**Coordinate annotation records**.
● ● ● ● ●

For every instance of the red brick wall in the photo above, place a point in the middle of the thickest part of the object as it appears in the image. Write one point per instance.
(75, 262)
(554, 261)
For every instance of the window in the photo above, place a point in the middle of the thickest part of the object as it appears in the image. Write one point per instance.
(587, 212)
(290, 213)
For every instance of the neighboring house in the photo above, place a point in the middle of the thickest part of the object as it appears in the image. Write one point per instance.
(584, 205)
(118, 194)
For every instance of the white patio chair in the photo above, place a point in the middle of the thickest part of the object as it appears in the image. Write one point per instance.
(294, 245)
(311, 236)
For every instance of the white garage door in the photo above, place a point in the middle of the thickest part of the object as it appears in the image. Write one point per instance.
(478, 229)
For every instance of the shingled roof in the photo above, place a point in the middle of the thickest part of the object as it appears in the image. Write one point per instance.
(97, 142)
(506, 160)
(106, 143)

● ● ● ● ●

**Stated exercise**.
Print all of the material above once more, reproducing each line without any change.

**Task response**.
For every instance of the red brick wall in the photo above, place a point in the middle of the thickest part of the object as it appears in the image. Write one point per instance.
(75, 262)
(554, 261)
For every instance of the window in the photo above, place a point in the middle of the thickest part of the object as it appears in the image. Write one point per instance.
(587, 212)
(290, 213)
For every instance of the neighboring house in the photo above, place a point in the middle of the thickest part of the object as it appears in the image. Write one point per instance.
(584, 205)
(118, 194)
For every instance of the white patio chair in the photo above, place a point in the middle of the thickest part of the object as it appears in the image. Write one point per instance.
(294, 245)
(311, 236)
For every instance of the white garage door in the photo above, place a point in the middle of the thickest part of the object as it appears in the image. Write one point per instance.
(478, 229)
For every instance of the shingled roof in the photo above, place a point in the middle of the thickest part of the object as it appears in the image. Write one point per instance.
(97, 142)
(506, 160)
(106, 143)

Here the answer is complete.